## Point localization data
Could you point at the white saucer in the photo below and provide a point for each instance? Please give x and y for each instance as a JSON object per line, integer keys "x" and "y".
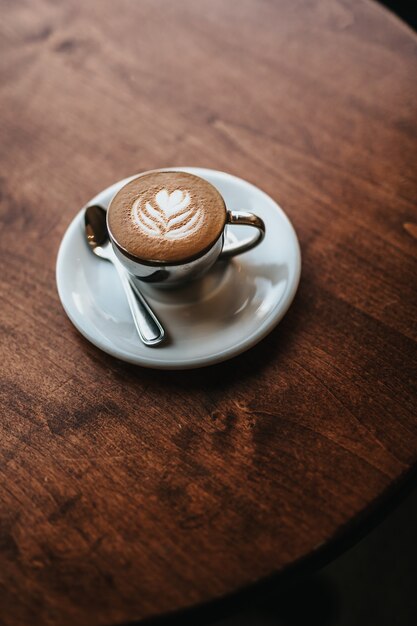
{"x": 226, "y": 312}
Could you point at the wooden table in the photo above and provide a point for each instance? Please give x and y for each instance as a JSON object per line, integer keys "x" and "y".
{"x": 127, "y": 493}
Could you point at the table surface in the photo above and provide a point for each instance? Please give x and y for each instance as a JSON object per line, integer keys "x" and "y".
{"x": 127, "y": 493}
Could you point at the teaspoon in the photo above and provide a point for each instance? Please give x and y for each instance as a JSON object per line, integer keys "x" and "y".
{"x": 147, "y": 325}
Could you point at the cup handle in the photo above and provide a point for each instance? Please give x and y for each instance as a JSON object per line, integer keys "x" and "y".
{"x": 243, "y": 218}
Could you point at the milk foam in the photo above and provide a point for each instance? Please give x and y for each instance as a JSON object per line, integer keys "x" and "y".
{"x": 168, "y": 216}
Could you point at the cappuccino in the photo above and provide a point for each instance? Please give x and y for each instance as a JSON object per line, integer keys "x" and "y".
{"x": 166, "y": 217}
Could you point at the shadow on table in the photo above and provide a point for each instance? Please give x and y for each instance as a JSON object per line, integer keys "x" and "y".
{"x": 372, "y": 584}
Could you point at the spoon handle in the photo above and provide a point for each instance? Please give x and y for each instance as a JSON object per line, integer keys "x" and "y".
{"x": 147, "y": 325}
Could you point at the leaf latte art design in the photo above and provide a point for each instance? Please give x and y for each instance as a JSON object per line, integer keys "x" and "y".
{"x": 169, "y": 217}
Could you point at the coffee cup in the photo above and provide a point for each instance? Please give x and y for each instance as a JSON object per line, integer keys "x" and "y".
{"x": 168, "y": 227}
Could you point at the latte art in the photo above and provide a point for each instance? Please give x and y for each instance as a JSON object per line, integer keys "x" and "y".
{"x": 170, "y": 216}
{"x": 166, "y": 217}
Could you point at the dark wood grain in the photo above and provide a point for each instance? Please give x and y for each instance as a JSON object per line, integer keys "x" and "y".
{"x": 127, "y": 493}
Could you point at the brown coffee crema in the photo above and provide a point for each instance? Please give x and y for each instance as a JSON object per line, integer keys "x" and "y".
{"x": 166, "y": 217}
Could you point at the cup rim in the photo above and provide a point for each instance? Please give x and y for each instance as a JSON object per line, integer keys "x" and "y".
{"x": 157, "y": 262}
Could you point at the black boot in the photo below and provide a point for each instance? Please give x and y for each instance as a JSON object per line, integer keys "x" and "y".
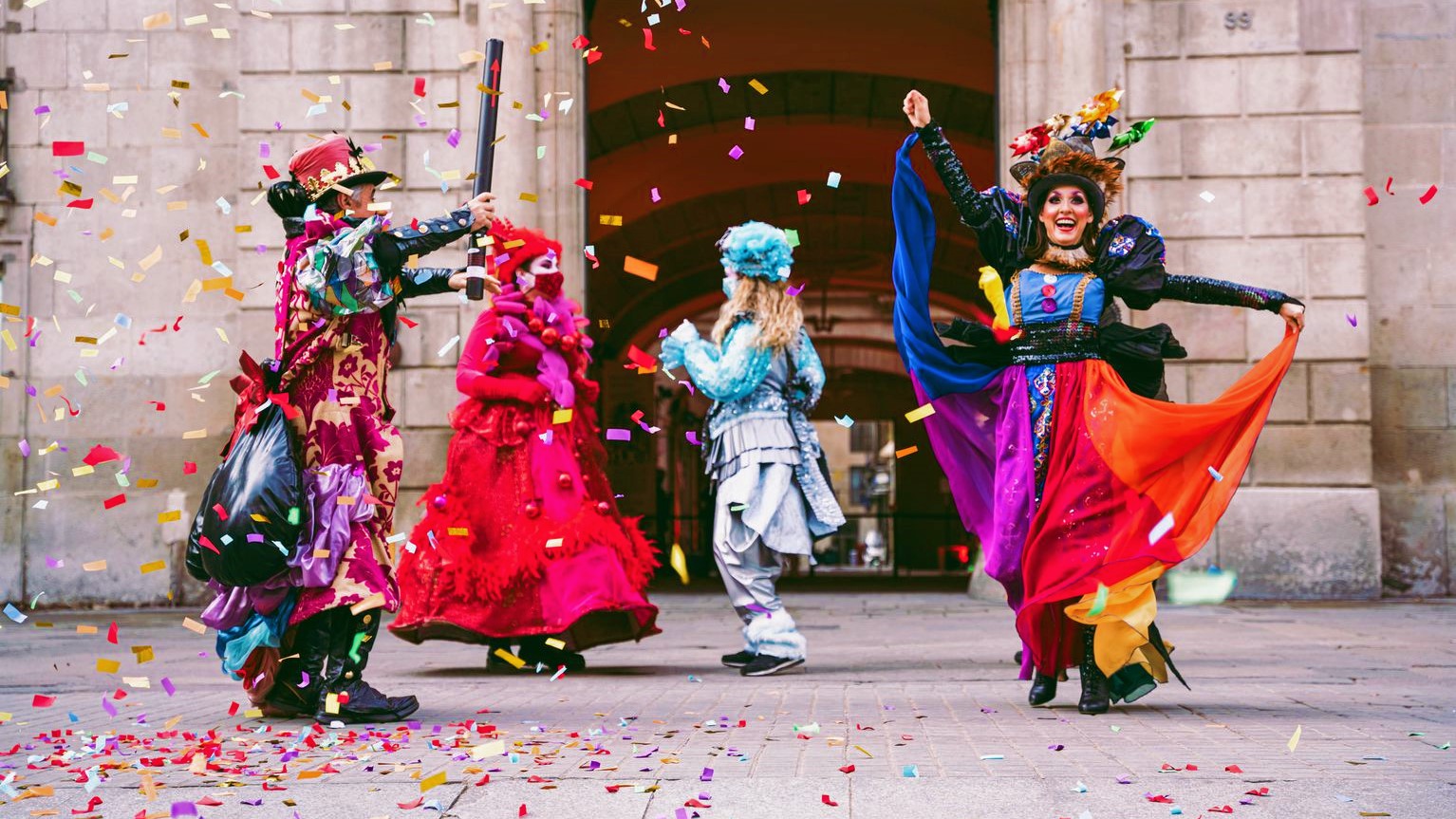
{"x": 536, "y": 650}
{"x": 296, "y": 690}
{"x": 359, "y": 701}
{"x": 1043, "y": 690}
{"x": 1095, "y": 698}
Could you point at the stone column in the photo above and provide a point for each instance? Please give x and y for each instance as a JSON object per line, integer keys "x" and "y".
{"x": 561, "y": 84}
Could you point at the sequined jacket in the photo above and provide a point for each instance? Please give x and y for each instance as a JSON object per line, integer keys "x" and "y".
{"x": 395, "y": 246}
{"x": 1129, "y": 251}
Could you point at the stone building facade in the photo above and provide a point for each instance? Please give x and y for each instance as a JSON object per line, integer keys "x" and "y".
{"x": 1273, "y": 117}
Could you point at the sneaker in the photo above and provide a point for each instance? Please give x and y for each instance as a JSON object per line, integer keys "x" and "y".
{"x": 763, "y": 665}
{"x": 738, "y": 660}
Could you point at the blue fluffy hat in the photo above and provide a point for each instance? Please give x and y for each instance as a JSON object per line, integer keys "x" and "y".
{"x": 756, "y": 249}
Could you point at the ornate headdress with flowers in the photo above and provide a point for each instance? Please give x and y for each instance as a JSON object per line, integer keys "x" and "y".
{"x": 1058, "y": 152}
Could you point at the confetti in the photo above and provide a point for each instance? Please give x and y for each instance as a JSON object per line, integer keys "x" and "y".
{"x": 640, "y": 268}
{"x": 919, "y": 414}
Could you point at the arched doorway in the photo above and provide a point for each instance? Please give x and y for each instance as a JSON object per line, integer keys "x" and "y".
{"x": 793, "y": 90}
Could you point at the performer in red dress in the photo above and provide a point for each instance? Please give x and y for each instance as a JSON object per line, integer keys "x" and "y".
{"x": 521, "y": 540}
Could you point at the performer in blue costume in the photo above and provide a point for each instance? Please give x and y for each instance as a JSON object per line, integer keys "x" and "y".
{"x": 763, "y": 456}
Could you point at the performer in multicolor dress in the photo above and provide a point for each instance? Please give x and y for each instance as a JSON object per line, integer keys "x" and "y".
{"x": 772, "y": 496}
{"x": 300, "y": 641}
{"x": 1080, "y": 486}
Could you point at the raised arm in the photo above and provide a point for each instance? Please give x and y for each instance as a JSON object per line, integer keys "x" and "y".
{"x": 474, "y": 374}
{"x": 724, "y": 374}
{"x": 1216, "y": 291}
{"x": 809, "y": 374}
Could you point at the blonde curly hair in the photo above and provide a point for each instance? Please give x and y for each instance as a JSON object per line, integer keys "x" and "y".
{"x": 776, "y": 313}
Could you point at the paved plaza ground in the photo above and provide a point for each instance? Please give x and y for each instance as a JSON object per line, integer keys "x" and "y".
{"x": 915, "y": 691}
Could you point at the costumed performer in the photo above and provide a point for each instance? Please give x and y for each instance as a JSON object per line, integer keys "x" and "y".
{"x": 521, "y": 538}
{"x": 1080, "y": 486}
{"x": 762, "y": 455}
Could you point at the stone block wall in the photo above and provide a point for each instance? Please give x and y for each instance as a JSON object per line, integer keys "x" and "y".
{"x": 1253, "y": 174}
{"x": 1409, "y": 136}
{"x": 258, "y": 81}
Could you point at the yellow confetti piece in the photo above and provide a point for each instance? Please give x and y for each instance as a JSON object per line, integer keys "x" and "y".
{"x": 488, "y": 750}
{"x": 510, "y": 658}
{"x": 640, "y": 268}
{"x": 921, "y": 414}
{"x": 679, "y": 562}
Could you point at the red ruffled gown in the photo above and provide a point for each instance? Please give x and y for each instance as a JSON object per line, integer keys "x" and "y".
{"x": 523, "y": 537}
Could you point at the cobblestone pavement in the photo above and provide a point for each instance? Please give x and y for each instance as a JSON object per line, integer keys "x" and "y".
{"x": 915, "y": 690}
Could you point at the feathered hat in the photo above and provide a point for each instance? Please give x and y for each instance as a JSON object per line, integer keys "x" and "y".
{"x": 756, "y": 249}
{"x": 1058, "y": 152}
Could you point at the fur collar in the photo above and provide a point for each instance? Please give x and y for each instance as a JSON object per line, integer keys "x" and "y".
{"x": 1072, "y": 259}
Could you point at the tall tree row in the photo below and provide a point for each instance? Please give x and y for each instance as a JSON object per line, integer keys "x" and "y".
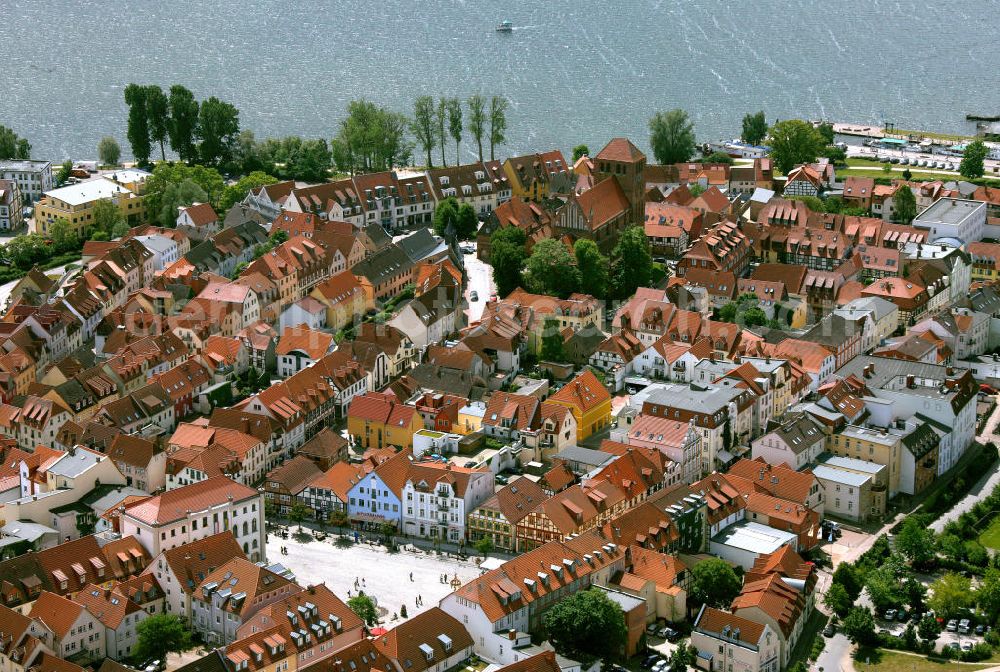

## DESCRIPTION OF THE TASK
Write the lines out again exactly, beginning at the one containing "Could you point at the cobblestone" and ending with the last line of the entries, but without any pictures.

## ANSWER SECTION
Could you point at the cobblestone pavement in the photo above and provide a point for each instance? Please give x and y for each instance as a JSON object per line, integer keys "x" and "y".
{"x": 915, "y": 690}
Could you point at the feathered hat in the photo above and provide a point for each instance? Please give x and y for each instance as a JSON object per line, integer keys "x" and "y".
{"x": 756, "y": 249}
{"x": 1058, "y": 152}
Could you point at the fur collar in the photo above and provide a point for each instance? Please give x and y for each instance as a JSON object per line, integer keys "x" and "y".
{"x": 1072, "y": 259}
Could you point at the tall tree row in the photo below and provide a point for each instance? Please give x and y for each instance as a JSON object per line, integer keys "x" and "y".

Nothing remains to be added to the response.